* **Work to complete**
The answer must consist solely of the line containing "the woman in black top" and every line after it in the records below, through the last, each reproduced exactly.

□ □ □ □ □

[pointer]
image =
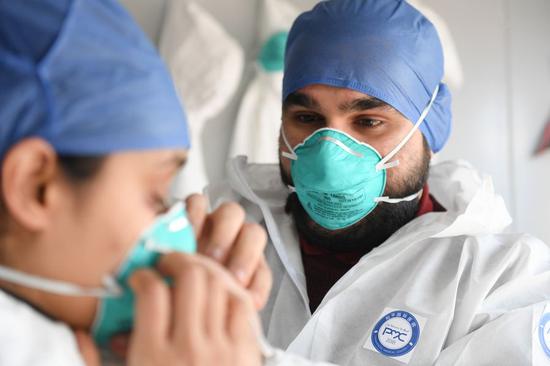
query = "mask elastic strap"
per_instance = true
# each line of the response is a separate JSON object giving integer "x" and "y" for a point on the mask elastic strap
{"x": 292, "y": 155}
{"x": 110, "y": 287}
{"x": 383, "y": 164}
{"x": 397, "y": 200}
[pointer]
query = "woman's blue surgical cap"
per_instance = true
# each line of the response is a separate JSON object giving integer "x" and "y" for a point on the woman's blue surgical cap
{"x": 83, "y": 76}
{"x": 383, "y": 48}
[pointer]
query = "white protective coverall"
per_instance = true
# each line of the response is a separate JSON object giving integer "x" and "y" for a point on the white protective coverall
{"x": 28, "y": 338}
{"x": 448, "y": 288}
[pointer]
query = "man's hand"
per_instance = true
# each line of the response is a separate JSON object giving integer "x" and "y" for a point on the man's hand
{"x": 224, "y": 236}
{"x": 204, "y": 318}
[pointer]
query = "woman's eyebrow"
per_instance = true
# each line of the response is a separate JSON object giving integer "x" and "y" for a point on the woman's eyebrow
{"x": 364, "y": 104}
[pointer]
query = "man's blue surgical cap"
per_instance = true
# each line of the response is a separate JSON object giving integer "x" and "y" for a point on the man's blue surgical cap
{"x": 83, "y": 76}
{"x": 383, "y": 48}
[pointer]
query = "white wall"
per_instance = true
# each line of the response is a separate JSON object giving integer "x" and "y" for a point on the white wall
{"x": 498, "y": 114}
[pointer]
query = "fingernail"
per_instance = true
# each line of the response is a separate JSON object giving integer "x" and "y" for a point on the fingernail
{"x": 240, "y": 275}
{"x": 216, "y": 254}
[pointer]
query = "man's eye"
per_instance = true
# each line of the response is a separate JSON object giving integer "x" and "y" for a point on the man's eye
{"x": 367, "y": 122}
{"x": 308, "y": 118}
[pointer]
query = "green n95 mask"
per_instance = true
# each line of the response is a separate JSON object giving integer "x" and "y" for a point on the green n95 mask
{"x": 340, "y": 180}
{"x": 170, "y": 232}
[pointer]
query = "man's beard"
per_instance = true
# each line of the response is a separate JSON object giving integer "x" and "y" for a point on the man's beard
{"x": 373, "y": 229}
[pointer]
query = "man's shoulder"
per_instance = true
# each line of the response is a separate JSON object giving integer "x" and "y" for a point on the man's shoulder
{"x": 247, "y": 182}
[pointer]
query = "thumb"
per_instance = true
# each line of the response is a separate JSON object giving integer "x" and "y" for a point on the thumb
{"x": 88, "y": 349}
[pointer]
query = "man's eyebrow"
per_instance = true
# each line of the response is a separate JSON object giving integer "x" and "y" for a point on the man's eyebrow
{"x": 364, "y": 104}
{"x": 301, "y": 100}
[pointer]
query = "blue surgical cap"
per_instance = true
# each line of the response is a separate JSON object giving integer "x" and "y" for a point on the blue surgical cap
{"x": 83, "y": 76}
{"x": 383, "y": 48}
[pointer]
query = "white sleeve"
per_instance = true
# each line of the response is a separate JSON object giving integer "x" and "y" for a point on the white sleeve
{"x": 520, "y": 337}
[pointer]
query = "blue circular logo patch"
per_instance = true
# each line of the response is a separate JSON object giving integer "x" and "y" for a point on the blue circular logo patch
{"x": 396, "y": 333}
{"x": 544, "y": 333}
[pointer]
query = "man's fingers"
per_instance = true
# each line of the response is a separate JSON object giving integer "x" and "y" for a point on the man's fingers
{"x": 87, "y": 348}
{"x": 220, "y": 230}
{"x": 247, "y": 252}
{"x": 197, "y": 208}
{"x": 153, "y": 310}
{"x": 216, "y": 308}
{"x": 190, "y": 281}
{"x": 119, "y": 345}
{"x": 260, "y": 285}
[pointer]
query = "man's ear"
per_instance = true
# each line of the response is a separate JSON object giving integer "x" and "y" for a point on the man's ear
{"x": 29, "y": 171}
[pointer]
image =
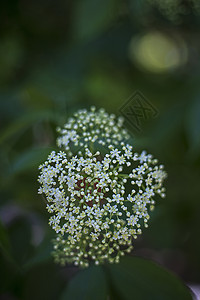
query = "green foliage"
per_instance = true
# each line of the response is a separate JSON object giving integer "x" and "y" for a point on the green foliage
{"x": 142, "y": 279}
{"x": 88, "y": 284}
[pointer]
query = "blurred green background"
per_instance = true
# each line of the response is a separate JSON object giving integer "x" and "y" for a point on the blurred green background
{"x": 59, "y": 56}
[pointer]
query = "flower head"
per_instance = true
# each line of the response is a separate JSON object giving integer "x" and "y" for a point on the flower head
{"x": 98, "y": 202}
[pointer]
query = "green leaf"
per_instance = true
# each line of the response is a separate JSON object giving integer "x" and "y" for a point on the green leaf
{"x": 30, "y": 160}
{"x": 24, "y": 122}
{"x": 88, "y": 284}
{"x": 193, "y": 126}
{"x": 92, "y": 17}
{"x": 140, "y": 279}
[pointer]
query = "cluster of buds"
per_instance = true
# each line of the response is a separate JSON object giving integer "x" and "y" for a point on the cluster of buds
{"x": 98, "y": 202}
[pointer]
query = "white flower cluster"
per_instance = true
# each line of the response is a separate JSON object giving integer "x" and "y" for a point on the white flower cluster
{"x": 98, "y": 202}
{"x": 89, "y": 128}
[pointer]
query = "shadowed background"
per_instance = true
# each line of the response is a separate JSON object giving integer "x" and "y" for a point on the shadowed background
{"x": 59, "y": 56}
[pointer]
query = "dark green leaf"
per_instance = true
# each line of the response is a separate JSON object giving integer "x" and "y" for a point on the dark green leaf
{"x": 93, "y": 16}
{"x": 89, "y": 284}
{"x": 30, "y": 159}
{"x": 140, "y": 279}
{"x": 193, "y": 126}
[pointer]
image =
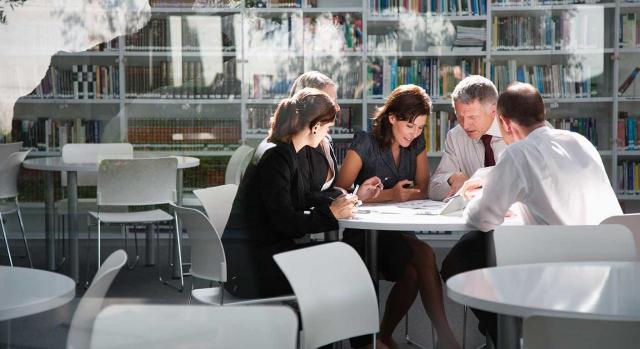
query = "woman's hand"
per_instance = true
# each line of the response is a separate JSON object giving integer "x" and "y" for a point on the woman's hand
{"x": 402, "y": 194}
{"x": 344, "y": 206}
{"x": 369, "y": 189}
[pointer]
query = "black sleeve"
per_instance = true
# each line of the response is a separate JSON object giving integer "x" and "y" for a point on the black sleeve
{"x": 275, "y": 177}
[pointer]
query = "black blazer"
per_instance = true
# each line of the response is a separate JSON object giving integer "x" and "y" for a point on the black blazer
{"x": 270, "y": 211}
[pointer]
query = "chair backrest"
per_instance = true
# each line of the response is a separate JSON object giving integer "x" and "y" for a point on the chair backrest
{"x": 191, "y": 326}
{"x": 9, "y": 170}
{"x": 91, "y": 303}
{"x": 334, "y": 291}
{"x": 134, "y": 182}
{"x": 217, "y": 202}
{"x": 563, "y": 243}
{"x": 541, "y": 332}
{"x": 207, "y": 254}
{"x": 92, "y": 153}
{"x": 631, "y": 221}
{"x": 238, "y": 164}
{"x": 7, "y": 149}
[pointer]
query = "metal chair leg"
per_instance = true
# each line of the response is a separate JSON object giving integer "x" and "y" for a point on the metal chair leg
{"x": 6, "y": 241}
{"x": 24, "y": 236}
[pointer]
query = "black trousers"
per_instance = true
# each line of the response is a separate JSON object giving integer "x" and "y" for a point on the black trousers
{"x": 470, "y": 253}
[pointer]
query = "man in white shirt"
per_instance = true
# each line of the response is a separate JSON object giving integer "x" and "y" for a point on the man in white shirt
{"x": 557, "y": 176}
{"x": 474, "y": 143}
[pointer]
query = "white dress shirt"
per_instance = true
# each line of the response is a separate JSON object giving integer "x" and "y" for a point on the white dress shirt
{"x": 462, "y": 154}
{"x": 557, "y": 175}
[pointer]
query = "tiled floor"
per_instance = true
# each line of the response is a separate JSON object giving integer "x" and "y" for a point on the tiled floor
{"x": 49, "y": 330}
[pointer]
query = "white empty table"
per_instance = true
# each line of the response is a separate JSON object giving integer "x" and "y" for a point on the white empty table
{"x": 588, "y": 290}
{"x": 25, "y": 291}
{"x": 56, "y": 164}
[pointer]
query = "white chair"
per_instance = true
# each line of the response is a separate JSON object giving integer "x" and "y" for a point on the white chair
{"x": 563, "y": 243}
{"x": 208, "y": 260}
{"x": 334, "y": 292}
{"x": 86, "y": 153}
{"x": 217, "y": 202}
{"x": 9, "y": 170}
{"x": 137, "y": 182}
{"x": 541, "y": 332}
{"x": 631, "y": 221}
{"x": 91, "y": 303}
{"x": 7, "y": 149}
{"x": 189, "y": 327}
{"x": 238, "y": 163}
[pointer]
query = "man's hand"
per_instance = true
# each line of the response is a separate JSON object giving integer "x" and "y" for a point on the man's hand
{"x": 456, "y": 181}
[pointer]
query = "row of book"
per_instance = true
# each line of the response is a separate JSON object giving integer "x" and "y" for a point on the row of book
{"x": 555, "y": 80}
{"x": 82, "y": 81}
{"x": 429, "y": 7}
{"x": 546, "y": 32}
{"x": 161, "y": 81}
{"x": 628, "y": 130}
{"x": 147, "y": 133}
{"x": 189, "y": 33}
{"x": 629, "y": 177}
{"x": 629, "y": 30}
{"x": 338, "y": 32}
{"x": 438, "y": 79}
{"x": 585, "y": 126}
{"x": 46, "y": 134}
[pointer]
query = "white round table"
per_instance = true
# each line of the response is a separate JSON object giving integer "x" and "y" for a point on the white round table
{"x": 588, "y": 290}
{"x": 25, "y": 291}
{"x": 56, "y": 164}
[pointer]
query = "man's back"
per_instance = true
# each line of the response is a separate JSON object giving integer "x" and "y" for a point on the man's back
{"x": 558, "y": 176}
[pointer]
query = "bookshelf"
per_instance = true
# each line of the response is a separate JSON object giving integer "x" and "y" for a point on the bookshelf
{"x": 204, "y": 76}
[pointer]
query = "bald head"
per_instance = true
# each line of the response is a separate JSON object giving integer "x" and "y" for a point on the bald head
{"x": 522, "y": 104}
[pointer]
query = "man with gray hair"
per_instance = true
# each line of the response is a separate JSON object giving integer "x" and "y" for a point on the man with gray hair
{"x": 476, "y": 142}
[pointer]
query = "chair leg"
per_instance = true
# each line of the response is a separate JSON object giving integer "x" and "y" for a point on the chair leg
{"x": 6, "y": 241}
{"x": 24, "y": 236}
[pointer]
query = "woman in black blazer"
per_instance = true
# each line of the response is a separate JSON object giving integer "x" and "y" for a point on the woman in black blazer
{"x": 270, "y": 210}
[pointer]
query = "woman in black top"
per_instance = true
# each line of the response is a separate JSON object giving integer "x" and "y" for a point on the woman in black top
{"x": 270, "y": 209}
{"x": 395, "y": 152}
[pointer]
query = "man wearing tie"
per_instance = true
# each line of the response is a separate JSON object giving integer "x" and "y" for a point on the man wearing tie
{"x": 476, "y": 142}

□ □ □ □ □

* **Answer to the exercise**
# each line of the response is a separate JSON object giving integer "x" and "y" for a point on the woman in black top
{"x": 270, "y": 209}
{"x": 395, "y": 152}
[pointer]
query = "man wearing tie"
per_instance = true
# each line of the response is a separate JSON object giving integer "x" and "y" for a point on the man wearing tie
{"x": 476, "y": 142}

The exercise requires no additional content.